■ Short task
Please rewrite the entries below, substituting "image" for every "photograph" and keeping everything else the same. Leave the pictures out of your answer.

··· Data in this exercise ···

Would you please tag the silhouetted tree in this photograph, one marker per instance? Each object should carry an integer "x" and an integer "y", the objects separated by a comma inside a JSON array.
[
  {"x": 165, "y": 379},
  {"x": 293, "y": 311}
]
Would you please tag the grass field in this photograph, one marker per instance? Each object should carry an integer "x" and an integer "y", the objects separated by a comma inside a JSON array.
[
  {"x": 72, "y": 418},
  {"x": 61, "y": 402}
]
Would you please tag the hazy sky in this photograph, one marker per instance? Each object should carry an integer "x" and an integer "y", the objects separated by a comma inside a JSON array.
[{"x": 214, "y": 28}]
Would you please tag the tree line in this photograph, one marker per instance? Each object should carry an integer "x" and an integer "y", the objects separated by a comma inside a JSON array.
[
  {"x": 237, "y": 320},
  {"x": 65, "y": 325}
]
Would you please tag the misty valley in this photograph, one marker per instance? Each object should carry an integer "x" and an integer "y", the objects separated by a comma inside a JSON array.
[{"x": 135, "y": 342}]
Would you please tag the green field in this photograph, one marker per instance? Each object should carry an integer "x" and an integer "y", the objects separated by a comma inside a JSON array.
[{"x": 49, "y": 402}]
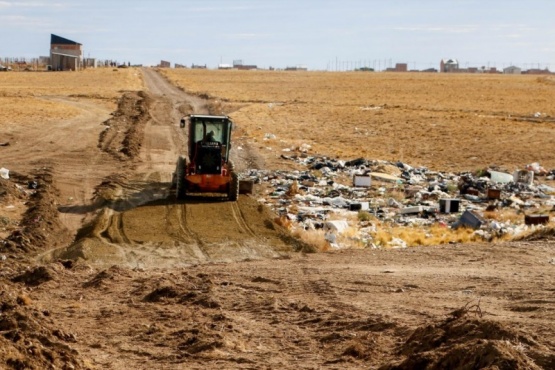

···

■ Result
Would you please tag the silhouetted tree in this image, one marker per instance? Each object should carry an integer "x" and an integer "y", the objects separated by a comma inside a JSON array.
[
  {"x": 165, "y": 379},
  {"x": 293, "y": 311}
]
Would you please tag the grass field in this image, one marker per instance? Each object should carry an integer "x" and an integer "y", the objects separated by a comma inside a JSON array.
[
  {"x": 72, "y": 418},
  {"x": 61, "y": 402}
]
Would you please tag the hazy sky in this image, one marker per instance? Each object should carry an integer "x" and an integer "y", the objects separated by a comma inside a JSON array.
[{"x": 214, "y": 28}]
Would you please tag the tree line in this image, one marker per instance? Each object should carry an integer "x" and an integer "y", the objects separated by a comma inside a JSON array.
[
  {"x": 237, "y": 320},
  {"x": 65, "y": 325}
]
Would you please tag the misty valley in this image, one marker per instance? Each object should carry an integer "x" and an integer "y", the objects separated by a comma inside a JSON array.
[{"x": 135, "y": 342}]
Would you please tag the green field in this image, one marker per instance? Each object should carry an integer "x" and an integer "y", the objects separated by a comma inside a JSON array.
[{"x": 49, "y": 402}]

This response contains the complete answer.